• Yapılacak iş
Aşağıdaki Kur'an tefsiri metnini son cümlesinden itibaren sürdürün.

8- “Rabb’ul-Alemin” her türlü istek ve duanın başlangıcıdır. Hadiste şöyle yer almıştır: “Duadan önce hamd edilmezse o dua nakıstır. ” [17]

9- Müminler Kur’an’ın başlangıcında, her duanın evvelinde Allah’ın dergahına hitaben “Elhamdulillahi rabb’il-alemin” derler. Cennet ehli ise her işin sonunda şöyle der: “... Onların dualarının sonu şudur: Hamd, alemlerin Rabbi Allah’a mahsustur. ”

10- “Elhamdulillahi rabb’il-alemin” ayetinin Allah’a yapılan en iyi şükür olduğu rivayet edilmiştir.

الرَّحْمـنِ الرَّحِيمِ (3)

3- (Allah) Rahman ve Rahim’dir.

Tefsir

Allah kendine rahmeti farz kılmıştır: “... Rabbiniz merhamet etmeyi kendisine yazdı... ” [18] Allah’ın rahmeti her şeyi kapsamıştır. “Rahmetim ise her şeyi kuşatır” [19] Peygamber ve gönderdiği kitap da onun rahmetidir: “Biz seni ancak alemlere rahmet olarak gönderdik. ” [20] Allah’ın terbiyesi de rahmet üzeredir. Cezalandırması da lütfü gereğidir. Kullarının tövbesini kabul etmesi, günahlarını örtmesi ve yanlışlıklarını gidermek için fırsat vermesi de onun rahmetinin tecellisidir.

Mesajlar ve Nükteler

1- Allah’ın terbiyesi de rahmet ve lütfü üzeredir. “rab” kelimesinin yanında “rahman” kelimesi yer almıştır.

2- Talim ve eğitim rahmet ve lütuf esası üzere olduğu gibi“Rahman Kur’an’ı öğretti” [21] , hakeza terbiye ve tezkiye de rahmet ve lütuf üzere olmalıdır: “Alemlerin rabbidir, Rahman ve Rahim’dir. ”

مَـلِكِ يَوْمِ الدِّينِ (4)

4- (Allah) din (ceza) gününün sahibidir.

Tefsir

“Din” kelimesi çeşitli anlamlarda kullanılmıştır.

1- Semavi kanunların tümüne din denmektedir. Nitekim şöyle buyurulmuştur: “Allah nezdinde hak din İslam’dır... ”

2- Amel ve itaat anlamındadır. Nitekim şöyle buyurulmuştur: “Dikkat edin, halis din Allah'ındır. ” [22]

3- Hesap ve ceza anlamındadır. Nitekim bu ayette de hesap ve ceza anlamında kullanılmıştır: “(Allah) din (ceza) gününün sahibidir. ”

• Kayıtlar
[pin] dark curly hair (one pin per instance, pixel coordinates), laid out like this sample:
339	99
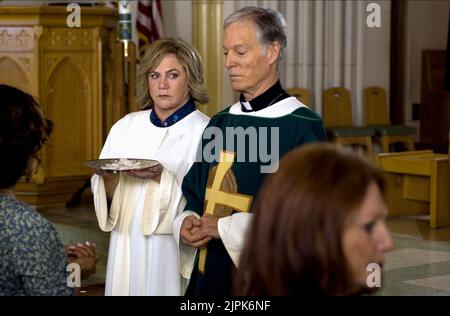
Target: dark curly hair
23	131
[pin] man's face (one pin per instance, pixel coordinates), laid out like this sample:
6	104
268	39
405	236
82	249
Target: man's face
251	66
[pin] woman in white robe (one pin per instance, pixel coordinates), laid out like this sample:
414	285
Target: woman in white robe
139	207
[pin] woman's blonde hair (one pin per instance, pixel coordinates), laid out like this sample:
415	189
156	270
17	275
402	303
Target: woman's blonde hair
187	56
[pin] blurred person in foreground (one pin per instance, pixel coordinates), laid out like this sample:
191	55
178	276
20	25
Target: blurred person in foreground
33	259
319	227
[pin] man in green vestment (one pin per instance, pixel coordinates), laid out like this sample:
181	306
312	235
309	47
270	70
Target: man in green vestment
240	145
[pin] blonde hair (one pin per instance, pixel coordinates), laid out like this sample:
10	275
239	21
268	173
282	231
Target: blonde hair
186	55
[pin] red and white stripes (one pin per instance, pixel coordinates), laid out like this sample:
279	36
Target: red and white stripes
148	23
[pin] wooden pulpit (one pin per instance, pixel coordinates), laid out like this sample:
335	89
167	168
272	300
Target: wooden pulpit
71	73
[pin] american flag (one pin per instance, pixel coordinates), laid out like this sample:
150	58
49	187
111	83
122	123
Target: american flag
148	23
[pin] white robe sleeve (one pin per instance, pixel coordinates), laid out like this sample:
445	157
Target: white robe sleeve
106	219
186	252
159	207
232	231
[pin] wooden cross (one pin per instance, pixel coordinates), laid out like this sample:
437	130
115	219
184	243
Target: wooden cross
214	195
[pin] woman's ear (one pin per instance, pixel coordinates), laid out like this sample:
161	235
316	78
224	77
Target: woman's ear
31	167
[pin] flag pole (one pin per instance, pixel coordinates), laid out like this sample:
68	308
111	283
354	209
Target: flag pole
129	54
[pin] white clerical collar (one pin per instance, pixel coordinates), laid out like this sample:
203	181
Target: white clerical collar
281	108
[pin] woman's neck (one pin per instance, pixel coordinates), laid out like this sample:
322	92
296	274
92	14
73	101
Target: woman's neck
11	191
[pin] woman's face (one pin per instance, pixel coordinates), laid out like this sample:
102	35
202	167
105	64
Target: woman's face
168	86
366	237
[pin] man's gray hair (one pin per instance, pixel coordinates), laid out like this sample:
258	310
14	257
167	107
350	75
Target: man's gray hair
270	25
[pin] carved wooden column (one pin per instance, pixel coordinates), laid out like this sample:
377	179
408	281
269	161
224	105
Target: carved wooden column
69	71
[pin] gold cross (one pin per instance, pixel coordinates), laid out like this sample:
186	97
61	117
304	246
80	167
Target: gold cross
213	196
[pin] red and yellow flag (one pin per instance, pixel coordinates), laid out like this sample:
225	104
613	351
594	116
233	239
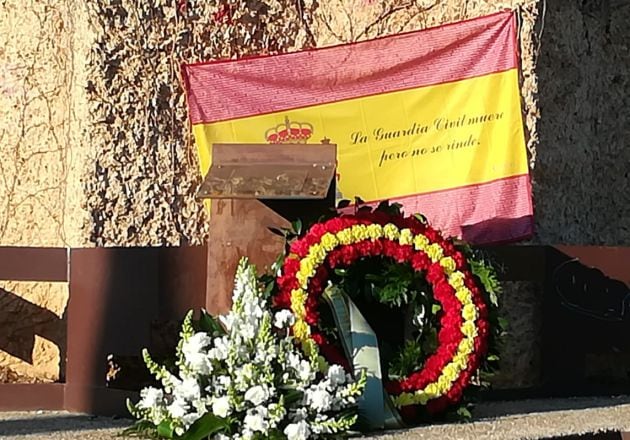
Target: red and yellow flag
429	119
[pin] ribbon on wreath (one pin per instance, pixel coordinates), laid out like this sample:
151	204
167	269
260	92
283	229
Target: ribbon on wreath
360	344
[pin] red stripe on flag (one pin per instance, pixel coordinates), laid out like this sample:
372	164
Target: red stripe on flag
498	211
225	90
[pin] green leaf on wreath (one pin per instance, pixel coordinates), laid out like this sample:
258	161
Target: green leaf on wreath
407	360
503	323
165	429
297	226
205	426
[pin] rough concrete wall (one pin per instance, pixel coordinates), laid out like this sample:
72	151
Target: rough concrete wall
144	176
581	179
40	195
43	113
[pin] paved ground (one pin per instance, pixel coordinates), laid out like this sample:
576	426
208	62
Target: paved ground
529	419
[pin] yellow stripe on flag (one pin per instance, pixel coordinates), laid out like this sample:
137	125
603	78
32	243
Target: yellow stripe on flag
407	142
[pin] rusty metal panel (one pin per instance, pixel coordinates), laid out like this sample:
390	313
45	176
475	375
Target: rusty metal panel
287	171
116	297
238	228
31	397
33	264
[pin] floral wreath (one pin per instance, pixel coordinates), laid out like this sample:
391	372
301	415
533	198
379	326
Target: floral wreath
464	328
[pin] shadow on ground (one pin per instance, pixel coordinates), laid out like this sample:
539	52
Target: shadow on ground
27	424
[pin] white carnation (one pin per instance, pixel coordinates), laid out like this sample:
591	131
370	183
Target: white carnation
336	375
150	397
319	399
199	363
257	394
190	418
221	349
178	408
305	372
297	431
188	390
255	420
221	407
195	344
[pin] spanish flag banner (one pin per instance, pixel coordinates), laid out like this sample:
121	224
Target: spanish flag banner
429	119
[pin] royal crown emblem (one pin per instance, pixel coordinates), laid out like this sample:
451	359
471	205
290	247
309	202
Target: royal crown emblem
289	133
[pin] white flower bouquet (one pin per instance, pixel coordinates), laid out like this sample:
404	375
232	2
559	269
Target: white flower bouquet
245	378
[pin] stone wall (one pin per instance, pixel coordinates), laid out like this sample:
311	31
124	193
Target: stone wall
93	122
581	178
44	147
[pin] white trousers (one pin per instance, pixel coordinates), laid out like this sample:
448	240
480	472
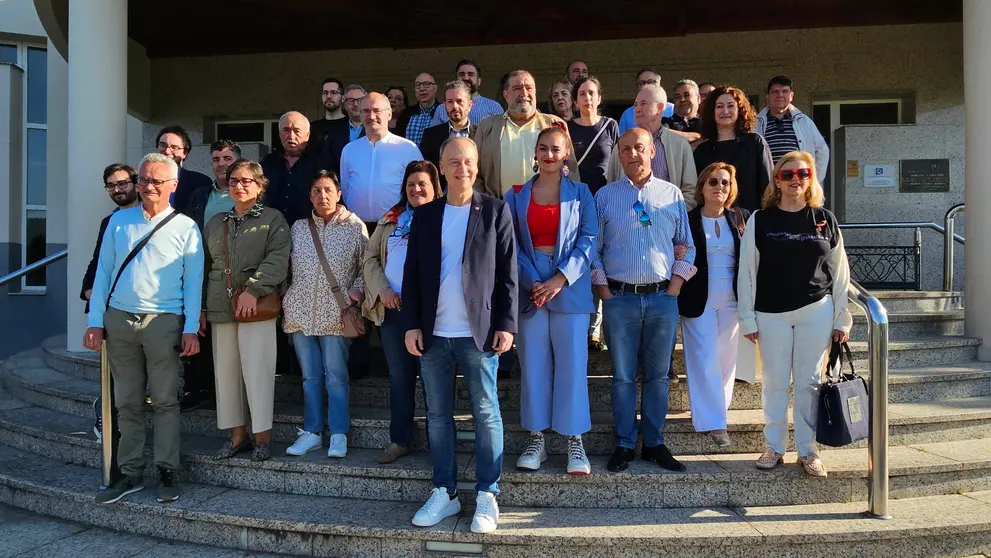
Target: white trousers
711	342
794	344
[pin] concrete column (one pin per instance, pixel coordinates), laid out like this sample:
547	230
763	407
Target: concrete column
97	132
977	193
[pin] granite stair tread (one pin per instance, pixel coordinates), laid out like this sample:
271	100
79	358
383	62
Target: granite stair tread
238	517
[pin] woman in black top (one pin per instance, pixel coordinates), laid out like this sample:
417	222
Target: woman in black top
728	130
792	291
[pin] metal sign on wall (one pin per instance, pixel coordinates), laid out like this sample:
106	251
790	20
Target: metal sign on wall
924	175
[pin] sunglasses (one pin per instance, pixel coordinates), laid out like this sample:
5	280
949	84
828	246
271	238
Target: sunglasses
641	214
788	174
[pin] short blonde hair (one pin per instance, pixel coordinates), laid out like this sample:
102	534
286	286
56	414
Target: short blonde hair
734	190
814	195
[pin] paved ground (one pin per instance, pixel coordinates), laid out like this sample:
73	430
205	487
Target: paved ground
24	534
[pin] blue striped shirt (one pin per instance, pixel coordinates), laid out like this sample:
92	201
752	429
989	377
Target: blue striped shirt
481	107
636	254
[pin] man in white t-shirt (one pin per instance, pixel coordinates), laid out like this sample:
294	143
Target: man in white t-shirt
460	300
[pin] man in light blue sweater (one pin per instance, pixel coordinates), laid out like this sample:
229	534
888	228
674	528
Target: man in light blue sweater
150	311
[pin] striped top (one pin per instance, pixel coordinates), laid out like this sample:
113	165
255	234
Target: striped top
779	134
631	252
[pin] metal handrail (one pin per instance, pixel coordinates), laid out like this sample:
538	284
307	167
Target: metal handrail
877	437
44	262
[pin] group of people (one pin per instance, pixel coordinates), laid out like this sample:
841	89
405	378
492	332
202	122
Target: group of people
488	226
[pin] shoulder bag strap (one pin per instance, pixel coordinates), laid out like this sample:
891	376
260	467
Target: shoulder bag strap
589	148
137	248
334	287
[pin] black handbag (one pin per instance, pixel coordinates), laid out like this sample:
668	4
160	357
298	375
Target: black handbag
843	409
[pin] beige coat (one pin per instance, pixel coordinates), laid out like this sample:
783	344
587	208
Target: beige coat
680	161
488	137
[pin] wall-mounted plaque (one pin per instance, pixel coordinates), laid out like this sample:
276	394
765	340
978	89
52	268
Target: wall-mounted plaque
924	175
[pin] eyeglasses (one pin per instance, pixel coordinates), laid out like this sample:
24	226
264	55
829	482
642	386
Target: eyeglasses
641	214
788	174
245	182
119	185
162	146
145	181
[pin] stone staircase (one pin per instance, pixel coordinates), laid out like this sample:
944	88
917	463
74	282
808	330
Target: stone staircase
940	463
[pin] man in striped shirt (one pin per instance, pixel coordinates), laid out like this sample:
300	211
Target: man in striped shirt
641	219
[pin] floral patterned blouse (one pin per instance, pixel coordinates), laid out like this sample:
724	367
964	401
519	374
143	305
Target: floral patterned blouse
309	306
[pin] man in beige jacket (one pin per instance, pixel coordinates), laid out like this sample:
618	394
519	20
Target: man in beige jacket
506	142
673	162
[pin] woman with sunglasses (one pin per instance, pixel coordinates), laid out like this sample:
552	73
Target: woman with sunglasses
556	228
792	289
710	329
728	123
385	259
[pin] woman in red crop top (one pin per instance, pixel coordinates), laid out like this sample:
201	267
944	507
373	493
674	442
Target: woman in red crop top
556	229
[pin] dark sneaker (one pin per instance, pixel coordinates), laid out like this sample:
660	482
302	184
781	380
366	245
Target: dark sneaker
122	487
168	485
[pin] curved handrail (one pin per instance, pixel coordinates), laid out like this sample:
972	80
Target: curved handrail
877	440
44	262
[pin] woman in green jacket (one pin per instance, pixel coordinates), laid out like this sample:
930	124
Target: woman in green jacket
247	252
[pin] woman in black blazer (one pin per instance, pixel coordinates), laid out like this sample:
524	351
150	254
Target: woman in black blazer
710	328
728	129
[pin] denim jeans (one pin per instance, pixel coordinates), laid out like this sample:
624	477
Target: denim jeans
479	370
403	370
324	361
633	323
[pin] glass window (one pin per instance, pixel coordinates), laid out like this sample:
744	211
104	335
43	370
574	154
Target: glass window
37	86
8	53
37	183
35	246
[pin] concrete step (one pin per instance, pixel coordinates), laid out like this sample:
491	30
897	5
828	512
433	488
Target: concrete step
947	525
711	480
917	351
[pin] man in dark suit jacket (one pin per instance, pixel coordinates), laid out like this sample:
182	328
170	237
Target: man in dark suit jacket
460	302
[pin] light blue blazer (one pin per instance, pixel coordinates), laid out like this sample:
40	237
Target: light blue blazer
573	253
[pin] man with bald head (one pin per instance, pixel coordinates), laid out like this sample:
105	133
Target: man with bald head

• Sonuç
“Din günü” Kur’an’da ceza ve mükafatın verildiği Kıyamet günü manasınadır. “İşlerin karşılık göreceği günün zamanını sorarlar” [23] Hakeza o günü tanıtım amacıyla şöyle buyuruyor: “Evet, din gününün ne olduğunu nereden bileceksin? O gün, kimsenin kimseye hiçbir fayda sağlamayacağı bir gündür. O gün buyruk, yalnız Allah'ındır. ” [24]

Allah her şeyin her zaman gerçek maliki olduğu halde, kıyamet günü malikiyetinin apayrı bir cilvesi, zuhuru vardır. Kıyamet günü bütün vasıtalar ve sebepler yok olacaktır: “ve aralarındaki bağlar kopacaktır. ” [25] Nisbetler ve akrabalıklar da ortadan kalkacaktır. “O gün, aralarındaki soy yakınlığı fayda vermez” [26] Mal, servet ve çocukların da bir faydası olmayacaktır: “Kimseye malın ve oğulların fayda vermeyeceği gün” [27] Yakınlar ve dostların da bir faydası dokunmaz. “Yakınlarınız ve çocuklarınız size kıyamet gününde bir fayda veremezler. ” [28] Velhasıl ne dilin özür dileme izni vardır, ne de aklın tedbir fırsatı... Tek yol ve çare o gün yegane hakim olan Allah’ın merhamet ve lütfüdür.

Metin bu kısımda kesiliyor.